Dataset entries:
○ ○ ○ ○ ○

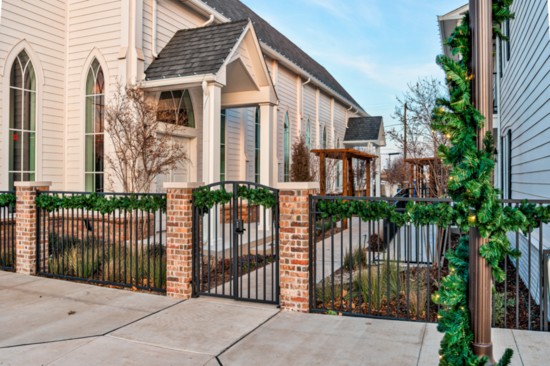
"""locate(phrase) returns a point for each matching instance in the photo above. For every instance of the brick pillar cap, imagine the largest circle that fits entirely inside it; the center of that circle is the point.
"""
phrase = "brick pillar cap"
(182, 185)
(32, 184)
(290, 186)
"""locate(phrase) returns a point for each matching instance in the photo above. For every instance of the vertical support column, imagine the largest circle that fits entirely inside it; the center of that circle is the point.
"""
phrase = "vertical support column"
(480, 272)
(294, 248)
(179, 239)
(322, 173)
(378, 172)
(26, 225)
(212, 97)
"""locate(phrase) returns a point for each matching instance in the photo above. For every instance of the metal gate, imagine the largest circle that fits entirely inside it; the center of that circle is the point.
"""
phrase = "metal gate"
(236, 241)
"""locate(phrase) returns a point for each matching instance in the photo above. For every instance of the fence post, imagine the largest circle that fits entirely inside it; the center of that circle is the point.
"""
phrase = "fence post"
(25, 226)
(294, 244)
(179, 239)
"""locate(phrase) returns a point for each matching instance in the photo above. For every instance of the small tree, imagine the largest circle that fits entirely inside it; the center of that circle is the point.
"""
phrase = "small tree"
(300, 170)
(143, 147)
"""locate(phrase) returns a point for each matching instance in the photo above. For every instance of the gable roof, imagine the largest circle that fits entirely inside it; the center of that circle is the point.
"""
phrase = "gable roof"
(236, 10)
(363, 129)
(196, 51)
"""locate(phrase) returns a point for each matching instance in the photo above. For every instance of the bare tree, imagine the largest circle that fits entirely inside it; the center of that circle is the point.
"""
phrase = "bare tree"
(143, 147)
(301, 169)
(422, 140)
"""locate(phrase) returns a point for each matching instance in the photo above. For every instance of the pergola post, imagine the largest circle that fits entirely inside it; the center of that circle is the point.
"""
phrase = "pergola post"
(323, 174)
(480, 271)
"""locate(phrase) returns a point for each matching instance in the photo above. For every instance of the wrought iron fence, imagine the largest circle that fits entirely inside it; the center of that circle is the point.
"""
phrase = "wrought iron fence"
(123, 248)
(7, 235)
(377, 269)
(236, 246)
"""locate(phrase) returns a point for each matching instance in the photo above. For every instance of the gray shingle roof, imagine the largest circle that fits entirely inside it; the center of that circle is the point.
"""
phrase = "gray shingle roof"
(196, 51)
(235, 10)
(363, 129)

○ ○ ○ ○ ○

• Instructions for the task
Leave the pictures aside and give every entry above again word for word.

• Reply to the exercise
"""locate(phrase) returns a point for each matching instance in the photo above. For every instance of the brick pillar cap, imagine the largest circle that fits entirely inside it; the center of that circle is the point.
"""
phrase = "brick pillar cap"
(182, 185)
(32, 184)
(290, 186)
"""locate(phrase) returns a point for each matching instance in the photo above. For every instance of the vertical support column, imagine the largest circle that fits entirely inside it; the center of that circle is the point.
"""
phrase = "vertical support column"
(480, 272)
(294, 248)
(179, 239)
(322, 173)
(378, 172)
(26, 225)
(212, 97)
"""locate(phrase) returns a point for each matching instance in the photo above. For every instance of the metal gate, imagine the largest circle that fits entirely inside it; the center of that circle is the point.
"""
phrase = "metal gate"
(236, 241)
"""locate(phrase) returns a point for each matching instance in the photo above. For every instance of the fence post, imagine the largest circle that fits entirely inside it; the center of that circle is the point.
"""
phrase = "fence post"
(25, 226)
(294, 244)
(179, 239)
"""locate(phrase) returns a point for each matching instance in the photo above. For every instance of the small tree, imagine the largest circle that fits entirely inside it; the center of that circle is the point.
"""
phrase = "small tree"
(300, 170)
(143, 147)
"""locate(phrase) returns a point for each matching instance in the photo above. For every instance of the gable roof, imagine the largest circle that fits entirely inside it; the center of that circle is the point.
"""
phrase = "gable roof"
(236, 10)
(363, 129)
(196, 51)
"""locate(phrase) returns a point for each matching instance in the photo above. For every instance of the bare tree, imagine the largest circle that fits entirely inside it; the center of that circle is the point.
"""
phrase = "bare tree"
(143, 147)
(301, 169)
(422, 140)
"""locate(phrase) returns a point for each matching instance in the photo above. For every instance of the pergola post, imagine the largest circle that fits entirely inside it; the center of that circle is the point.
"""
phrase = "pergola post"
(323, 174)
(480, 271)
"""locate(phrase) returns a point for each matching instance in the photo above. For every instance of the wrought iron fence, imagine the largest circle that fits entirely inside it; the center of that circle is the point.
"""
phrase = "wrought iron fence"
(123, 248)
(7, 235)
(377, 269)
(236, 246)
"""locate(phrase) returns a point for each matching instance in the photo above. For every instance of the gray shingle roof, imagine the largest circle that fits entirely inside it; the center of that circle is the point.
"""
phrase = "gray shingle roof"
(196, 51)
(235, 10)
(363, 129)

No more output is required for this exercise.